(Data shown Opens)

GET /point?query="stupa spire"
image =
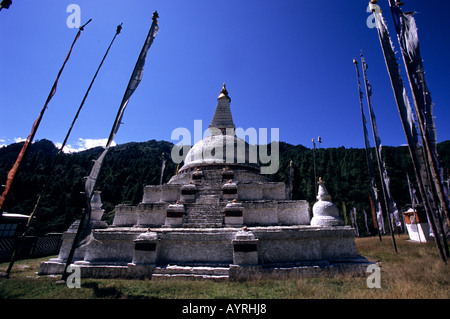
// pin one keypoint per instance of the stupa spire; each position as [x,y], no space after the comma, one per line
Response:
[222,118]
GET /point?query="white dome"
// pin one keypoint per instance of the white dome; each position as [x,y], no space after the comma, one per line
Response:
[219,149]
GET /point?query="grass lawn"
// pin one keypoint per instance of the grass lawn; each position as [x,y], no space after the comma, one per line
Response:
[416,271]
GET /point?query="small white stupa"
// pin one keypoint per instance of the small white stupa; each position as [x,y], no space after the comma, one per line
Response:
[325,213]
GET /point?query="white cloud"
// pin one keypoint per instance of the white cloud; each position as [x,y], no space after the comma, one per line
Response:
[84,144]
[19,139]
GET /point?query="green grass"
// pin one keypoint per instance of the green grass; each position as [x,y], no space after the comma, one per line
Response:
[416,271]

(Data shown Closes)

» **Work task**
Print only the lines from the first line of the data above through the one containing "of the small", exactly as they are, with pictures omitted.

» **Result for this exercise**
GET /point?query="stupa spire"
image =
// pin one keypoint per instance of the stupa spire; each position as [x,y], no space after the comma, one per line
Response:
[222,118]
GET /point?query="white dome"
// pin one keypoint per instance of the white dome; each position as [x,y], no space after the comma, one per line
Response:
[219,149]
GET /point?query="grass lawn"
// pin one keypoint per instance of the grass lawn; each position as [x,y], no space after the comma, one per line
Response:
[416,271]
GET /point?query="small white stupa"
// pin one keypoint per instance of the small white stupa; each position as [x,y], no space after the comma, one per line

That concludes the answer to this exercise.